* **Record excerpts**
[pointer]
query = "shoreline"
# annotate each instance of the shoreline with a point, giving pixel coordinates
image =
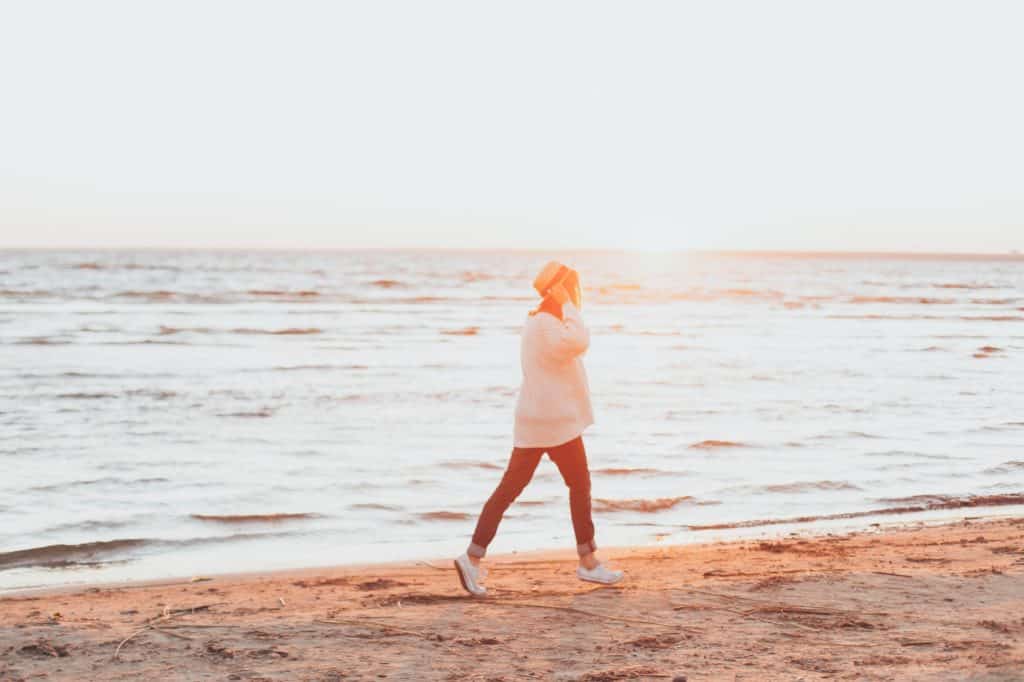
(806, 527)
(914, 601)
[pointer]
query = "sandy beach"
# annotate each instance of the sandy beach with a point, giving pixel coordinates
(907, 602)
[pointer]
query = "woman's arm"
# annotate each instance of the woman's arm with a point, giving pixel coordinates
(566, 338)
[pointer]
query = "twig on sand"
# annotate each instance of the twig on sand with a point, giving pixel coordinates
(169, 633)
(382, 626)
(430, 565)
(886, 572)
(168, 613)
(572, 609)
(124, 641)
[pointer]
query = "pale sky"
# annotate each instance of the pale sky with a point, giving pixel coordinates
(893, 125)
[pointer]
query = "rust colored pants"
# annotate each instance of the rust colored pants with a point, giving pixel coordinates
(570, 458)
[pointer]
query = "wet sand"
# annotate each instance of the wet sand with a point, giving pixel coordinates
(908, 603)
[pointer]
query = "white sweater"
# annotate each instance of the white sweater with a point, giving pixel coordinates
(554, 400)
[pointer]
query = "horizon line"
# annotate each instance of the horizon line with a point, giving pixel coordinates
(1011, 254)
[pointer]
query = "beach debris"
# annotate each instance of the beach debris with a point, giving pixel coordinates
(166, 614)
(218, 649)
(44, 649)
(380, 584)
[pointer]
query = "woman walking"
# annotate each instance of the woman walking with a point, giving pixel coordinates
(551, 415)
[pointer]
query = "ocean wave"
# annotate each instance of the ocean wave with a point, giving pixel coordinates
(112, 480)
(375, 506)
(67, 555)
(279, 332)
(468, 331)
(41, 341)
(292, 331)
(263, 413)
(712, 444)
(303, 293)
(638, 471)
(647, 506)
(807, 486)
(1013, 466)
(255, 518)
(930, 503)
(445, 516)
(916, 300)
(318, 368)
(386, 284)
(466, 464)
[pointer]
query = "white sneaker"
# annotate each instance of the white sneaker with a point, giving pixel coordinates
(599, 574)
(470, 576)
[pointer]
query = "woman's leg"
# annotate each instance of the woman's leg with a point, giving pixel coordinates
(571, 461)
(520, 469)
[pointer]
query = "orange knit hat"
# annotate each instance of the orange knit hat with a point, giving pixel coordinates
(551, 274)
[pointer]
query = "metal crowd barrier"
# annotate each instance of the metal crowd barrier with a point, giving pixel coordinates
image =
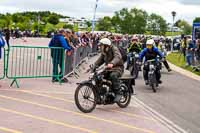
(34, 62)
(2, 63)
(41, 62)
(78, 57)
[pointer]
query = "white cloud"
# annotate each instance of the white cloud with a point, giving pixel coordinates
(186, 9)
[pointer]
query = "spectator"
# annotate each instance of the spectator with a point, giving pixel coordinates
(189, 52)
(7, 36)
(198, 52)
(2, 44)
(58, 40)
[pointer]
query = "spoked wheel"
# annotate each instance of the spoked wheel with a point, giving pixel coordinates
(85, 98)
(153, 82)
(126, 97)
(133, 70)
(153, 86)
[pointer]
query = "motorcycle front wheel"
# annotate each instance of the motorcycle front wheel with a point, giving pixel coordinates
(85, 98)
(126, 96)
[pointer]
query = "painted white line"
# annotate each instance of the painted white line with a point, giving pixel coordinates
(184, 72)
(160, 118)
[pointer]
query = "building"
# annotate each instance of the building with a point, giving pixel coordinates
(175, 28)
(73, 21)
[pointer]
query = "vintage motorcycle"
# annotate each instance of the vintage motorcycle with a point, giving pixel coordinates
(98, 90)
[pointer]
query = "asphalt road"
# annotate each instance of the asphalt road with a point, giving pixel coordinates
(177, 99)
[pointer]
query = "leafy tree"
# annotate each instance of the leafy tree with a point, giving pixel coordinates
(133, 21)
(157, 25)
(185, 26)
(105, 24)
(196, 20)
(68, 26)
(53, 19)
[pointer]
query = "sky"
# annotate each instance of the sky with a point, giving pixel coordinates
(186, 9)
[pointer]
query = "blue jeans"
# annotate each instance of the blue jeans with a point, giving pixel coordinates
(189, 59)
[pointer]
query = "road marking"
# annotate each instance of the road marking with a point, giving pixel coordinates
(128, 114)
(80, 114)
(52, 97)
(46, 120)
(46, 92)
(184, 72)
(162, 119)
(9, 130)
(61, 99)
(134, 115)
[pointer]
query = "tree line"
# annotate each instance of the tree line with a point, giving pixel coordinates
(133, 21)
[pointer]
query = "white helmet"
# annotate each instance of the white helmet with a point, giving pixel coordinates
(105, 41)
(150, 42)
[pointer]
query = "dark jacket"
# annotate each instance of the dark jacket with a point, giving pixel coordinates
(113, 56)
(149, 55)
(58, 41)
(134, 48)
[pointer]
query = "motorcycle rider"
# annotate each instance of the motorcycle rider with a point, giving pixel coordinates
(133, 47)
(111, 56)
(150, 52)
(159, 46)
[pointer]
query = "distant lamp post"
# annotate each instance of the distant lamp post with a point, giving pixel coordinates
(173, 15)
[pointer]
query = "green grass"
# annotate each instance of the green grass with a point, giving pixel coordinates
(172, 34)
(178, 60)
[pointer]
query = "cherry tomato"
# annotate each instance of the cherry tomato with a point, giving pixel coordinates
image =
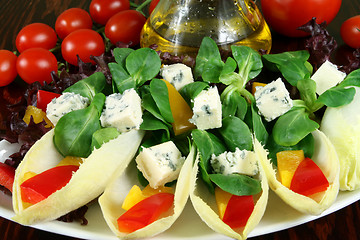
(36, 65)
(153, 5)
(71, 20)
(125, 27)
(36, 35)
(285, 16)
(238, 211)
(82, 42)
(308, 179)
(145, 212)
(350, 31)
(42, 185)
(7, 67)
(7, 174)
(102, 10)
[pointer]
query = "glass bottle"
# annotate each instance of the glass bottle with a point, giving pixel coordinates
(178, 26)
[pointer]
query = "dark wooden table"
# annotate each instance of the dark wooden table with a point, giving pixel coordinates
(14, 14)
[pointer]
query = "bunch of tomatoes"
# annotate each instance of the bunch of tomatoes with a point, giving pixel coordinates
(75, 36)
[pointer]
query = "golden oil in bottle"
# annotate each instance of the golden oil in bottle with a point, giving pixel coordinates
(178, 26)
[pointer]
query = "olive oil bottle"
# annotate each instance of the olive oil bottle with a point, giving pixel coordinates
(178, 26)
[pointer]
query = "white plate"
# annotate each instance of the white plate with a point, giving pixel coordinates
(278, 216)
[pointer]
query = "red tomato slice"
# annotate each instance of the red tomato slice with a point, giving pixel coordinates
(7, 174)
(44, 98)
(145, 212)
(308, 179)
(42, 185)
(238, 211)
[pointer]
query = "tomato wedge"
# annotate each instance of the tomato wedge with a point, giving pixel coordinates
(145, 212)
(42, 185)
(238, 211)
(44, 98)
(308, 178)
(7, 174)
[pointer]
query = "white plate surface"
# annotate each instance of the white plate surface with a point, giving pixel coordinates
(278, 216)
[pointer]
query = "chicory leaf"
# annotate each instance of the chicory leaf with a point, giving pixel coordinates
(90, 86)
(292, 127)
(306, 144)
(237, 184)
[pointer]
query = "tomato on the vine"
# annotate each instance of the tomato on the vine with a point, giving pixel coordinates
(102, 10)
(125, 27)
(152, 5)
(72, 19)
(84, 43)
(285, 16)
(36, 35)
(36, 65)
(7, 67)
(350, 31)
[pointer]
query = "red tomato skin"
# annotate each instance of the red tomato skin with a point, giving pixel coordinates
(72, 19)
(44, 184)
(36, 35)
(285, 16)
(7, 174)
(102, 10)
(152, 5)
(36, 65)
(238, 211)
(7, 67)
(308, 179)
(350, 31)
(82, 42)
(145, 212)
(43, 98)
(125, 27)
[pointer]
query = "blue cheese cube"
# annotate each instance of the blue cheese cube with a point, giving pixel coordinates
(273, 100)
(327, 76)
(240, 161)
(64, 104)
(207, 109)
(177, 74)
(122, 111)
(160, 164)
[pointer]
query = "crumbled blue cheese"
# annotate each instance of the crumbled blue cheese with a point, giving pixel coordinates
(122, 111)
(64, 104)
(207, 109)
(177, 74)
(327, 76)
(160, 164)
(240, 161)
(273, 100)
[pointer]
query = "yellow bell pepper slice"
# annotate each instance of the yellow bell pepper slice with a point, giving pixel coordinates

* **Try it**
Gather from the data above every line with the string "pepper".

* **Task result**
query = "yellow bell pepper slice"
# annotate each instance of the yellow bell pepper slice with a point, giving pixel coordinates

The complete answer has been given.